# [REQUEST A]
Put the rows into a JSON list of strings, one string per line, from the first line of the rows to the line with "380,227 -> 725,658", both included. Leave out blank lines and the pictures.

===== PASSAGE

REVIEW: David Chase Rocks The ?60s In Dynamic, Witty ?Not Fade Away?

Music not only serves as the subject but informs the very fabric of Not Fade Away, David Chase's savvy '60s-set feature film debut. Aided immeasurably by his keen ear for dialogue, Chase filters a suddenly tumultuous, transformative decade through the restrictive prism of conservative suburbia in this story of a New Jersey boy's coming of age, as political instability, class awareness and rock 'n' roll break in waves over the still-inchoate consciousness of several friends trying to form a band. Though starless, save for James Gandolfini's knockout supporting perf, this dynamic pic should resonate with auds countrywide upon its Dec. 21 release.

==========
===== PROVIDED DATA

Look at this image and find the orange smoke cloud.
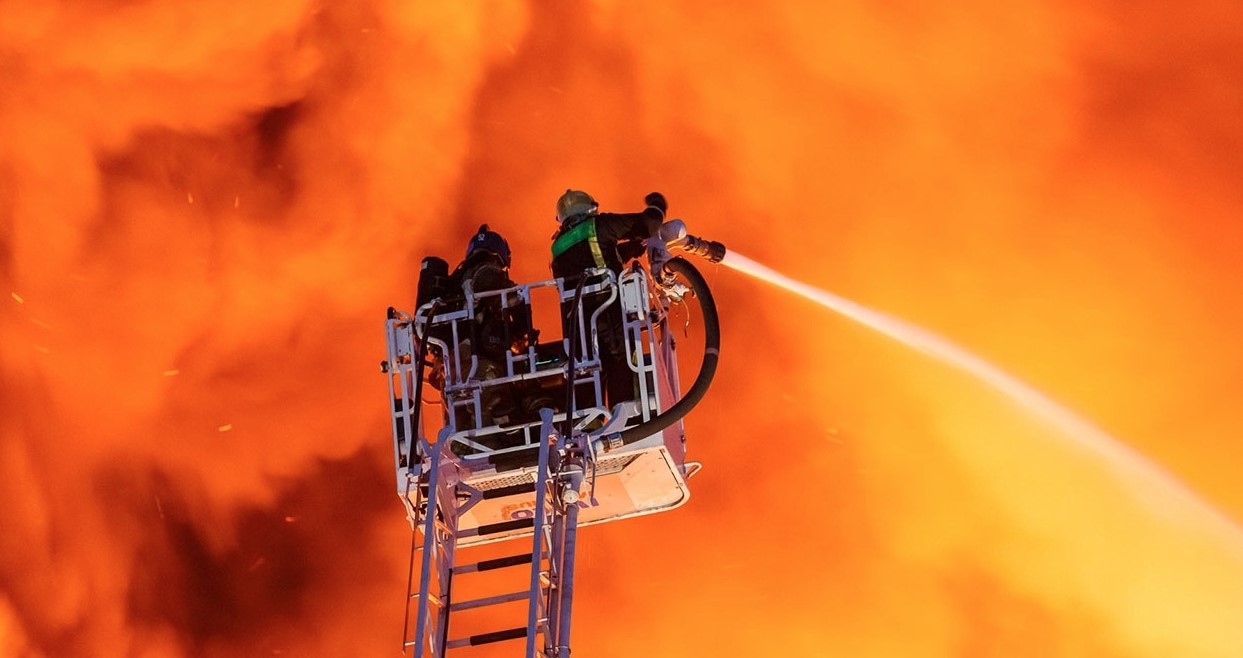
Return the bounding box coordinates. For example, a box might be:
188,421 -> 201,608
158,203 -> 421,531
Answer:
0,0 -> 1243,658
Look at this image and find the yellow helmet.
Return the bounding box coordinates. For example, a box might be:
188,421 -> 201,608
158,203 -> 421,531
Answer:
557,189 -> 599,224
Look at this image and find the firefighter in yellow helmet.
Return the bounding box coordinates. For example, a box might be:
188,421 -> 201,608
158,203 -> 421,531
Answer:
552,189 -> 667,407
552,189 -> 667,285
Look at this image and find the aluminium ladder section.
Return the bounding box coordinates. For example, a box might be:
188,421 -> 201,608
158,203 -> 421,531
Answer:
403,409 -> 590,658
385,270 -> 661,658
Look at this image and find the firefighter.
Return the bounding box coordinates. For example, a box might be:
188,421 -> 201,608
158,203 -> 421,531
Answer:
552,189 -> 667,407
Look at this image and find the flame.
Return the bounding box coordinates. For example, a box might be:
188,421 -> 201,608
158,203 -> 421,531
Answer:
0,0 -> 1243,658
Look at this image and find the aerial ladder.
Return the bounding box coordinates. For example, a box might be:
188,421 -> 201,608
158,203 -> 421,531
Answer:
380,227 -> 725,658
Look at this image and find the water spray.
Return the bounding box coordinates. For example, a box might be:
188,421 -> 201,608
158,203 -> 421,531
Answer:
716,248 -> 1243,542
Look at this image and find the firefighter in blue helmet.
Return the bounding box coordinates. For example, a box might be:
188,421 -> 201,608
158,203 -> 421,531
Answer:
552,189 -> 667,407
431,224 -> 533,429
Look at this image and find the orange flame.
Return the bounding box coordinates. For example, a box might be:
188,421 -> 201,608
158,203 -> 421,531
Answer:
0,0 -> 1243,658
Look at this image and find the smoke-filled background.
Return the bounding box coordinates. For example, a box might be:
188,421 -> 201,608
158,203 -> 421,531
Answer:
0,0 -> 1243,658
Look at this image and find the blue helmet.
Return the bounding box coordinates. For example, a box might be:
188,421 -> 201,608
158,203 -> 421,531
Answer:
466,224 -> 510,267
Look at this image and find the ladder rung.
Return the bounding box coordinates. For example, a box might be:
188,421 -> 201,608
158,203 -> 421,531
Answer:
460,519 -> 536,537
449,590 -> 531,612
484,481 -> 536,500
445,626 -> 527,649
454,554 -> 532,573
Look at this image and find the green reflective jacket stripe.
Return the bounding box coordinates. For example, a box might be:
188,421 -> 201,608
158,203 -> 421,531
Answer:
552,218 -> 608,267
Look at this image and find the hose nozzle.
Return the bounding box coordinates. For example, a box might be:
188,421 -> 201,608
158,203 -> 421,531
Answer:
660,219 -> 725,262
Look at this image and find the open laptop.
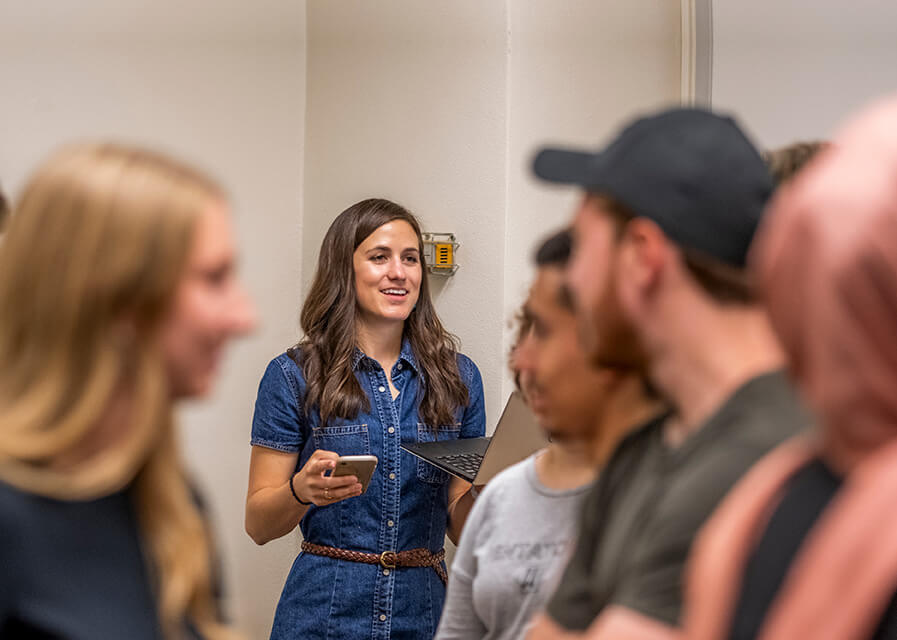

==========

# [REQUEST B]
In the review, what are the forces that break in waves over the consciousness of the friends trying to form a band?

# [PROBLEM SOLUTION A]
[
  "Look at this image and find the orange smoke cloud.",
  "Return the bounding box coordinates. For example, a box might be:",
  "188,421 -> 201,608",
  "158,203 -> 421,531",
  "Answer:",
  "0,0 -> 1243,658",
  "Look at this image and find the yellow helmet.",
  "Return the bounding box coordinates. For example, a box might be:",
  "188,421 -> 201,608",
  "158,203 -> 421,531",
  "Answer:",
  "557,189 -> 599,224",
  "Look at this image and find the firefighter in yellow helmet.",
  "Return the bounding box coordinates. For example, a box might be:",
  "188,421 -> 201,608",
  "158,203 -> 421,531",
  "Answer:",
  "552,189 -> 667,407",
  "552,189 -> 667,285",
  "Look at this image and find the aluminium ladder section.",
  "Return the bounding box coordinates. For example, a box might be:",
  "188,421 -> 201,608",
  "158,203 -> 421,531",
  "Answer:",
  "403,409 -> 590,658",
  "385,270 -> 661,658",
  "Look at this image and find the firefighter.",
  "Return the bounding box coordinates. For example, a box might be:",
  "188,421 -> 201,608",
  "158,203 -> 421,531",
  "Answer:",
  "552,189 -> 667,407",
  "Look at this image and find the flame.",
  "Return the bounding box coordinates. For example, a box might be:",
  "188,421 -> 201,608",
  "158,203 -> 421,531",
  "Answer:",
  "0,0 -> 1243,658",
  "Look at this image and find the aerial ladder.",
  "Return the bounding box coordinates. For example, a box might be:",
  "188,421 -> 201,608",
  "158,203 -> 421,531",
  "Answer:",
  "380,227 -> 725,658"
]

# [PROBLEM SOLUTION B]
Political instability, class awareness, and rock 'n' roll.